Prompt 1 |
According to the film article, who composed the music for Moondram Ulaga Por?

+++++

Moondram Ulaga Por () is a 2016 Indian Tamil-language dystopian war film written and directed by Sugan Kartthi. The film stars Sunil Kumar (Paalai fame)  and Akhila Kishore in the lead roles, with cinematography handled by Dheva, edits by Richard and music composed by Ved Shankar.

The film was dubbed into Hindi as Ek Aur Mahayudh by Goldmines Telefilms in 2018.

Synopsis
An Indian soldier must fight for his life after he gets captured by the Chinese enemy camp during a war between India and China. He faces many hardships but does not lose hope.
He tries to runaway from the prison but is recaptured by Chinese army. However, he kills the colonel of Chinese army too. But there’s Indian traitor in the Army who is planning everything.
After killing the colonel of Chinese army, he uses his phone to call home where he informs his wife that they are in danger, she too tells him that she is two months pregnant.

+++++

Prompt 2 |
In the entries, rewrite the lines from the line with "Capability: given any image, detect where the black" to the line with "[[193, 155, 240, 177]]", changing "mirror cap" to "side mirror" and keeping everything else the same. Omit the picture.

Records for processing |
+++++

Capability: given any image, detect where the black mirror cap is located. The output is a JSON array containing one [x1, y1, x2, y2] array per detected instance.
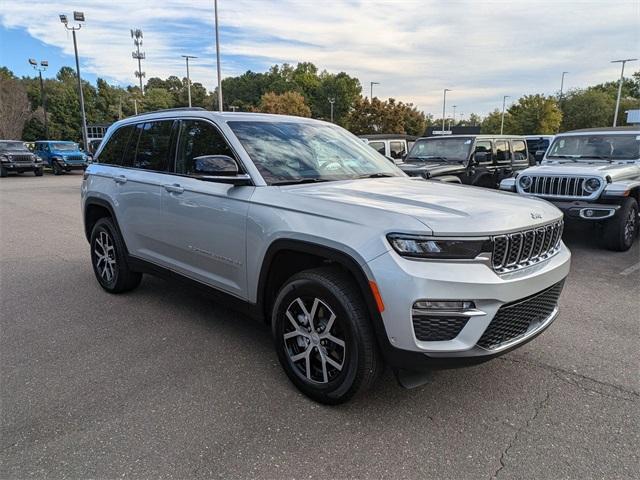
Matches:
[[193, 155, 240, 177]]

+++++

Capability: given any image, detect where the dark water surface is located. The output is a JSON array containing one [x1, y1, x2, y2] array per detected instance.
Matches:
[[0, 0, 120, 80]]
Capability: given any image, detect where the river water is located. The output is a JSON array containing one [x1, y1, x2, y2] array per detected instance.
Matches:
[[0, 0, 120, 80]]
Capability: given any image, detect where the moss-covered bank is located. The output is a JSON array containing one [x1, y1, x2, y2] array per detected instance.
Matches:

+++++

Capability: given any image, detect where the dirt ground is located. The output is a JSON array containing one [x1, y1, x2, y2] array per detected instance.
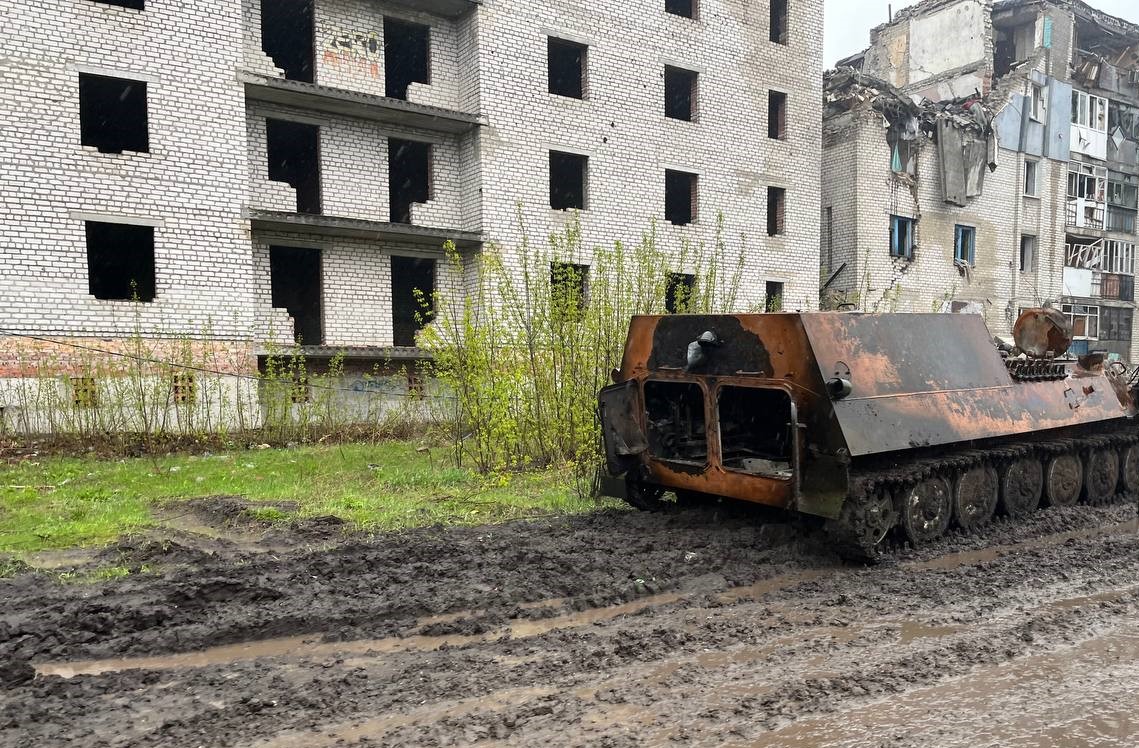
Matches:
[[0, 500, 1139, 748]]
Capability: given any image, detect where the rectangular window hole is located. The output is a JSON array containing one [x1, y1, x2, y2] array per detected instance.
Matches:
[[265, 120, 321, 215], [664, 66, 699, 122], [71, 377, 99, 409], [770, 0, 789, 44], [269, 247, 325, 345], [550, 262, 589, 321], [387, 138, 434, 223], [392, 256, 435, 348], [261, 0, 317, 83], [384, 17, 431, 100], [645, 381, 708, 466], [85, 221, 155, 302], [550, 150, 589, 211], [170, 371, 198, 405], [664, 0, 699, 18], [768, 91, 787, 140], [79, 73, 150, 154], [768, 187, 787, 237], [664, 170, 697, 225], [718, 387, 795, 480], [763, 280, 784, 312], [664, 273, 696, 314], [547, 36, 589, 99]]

+++++

Correct output 1 |
Ved Shankar

Correct output 2 |
Capability: given any image, detect where the black side mirror is located. The output is a JSON array containing one [x1, y1, x2, y2] array per detected instance.
Matches:
[[193, 155, 240, 177]]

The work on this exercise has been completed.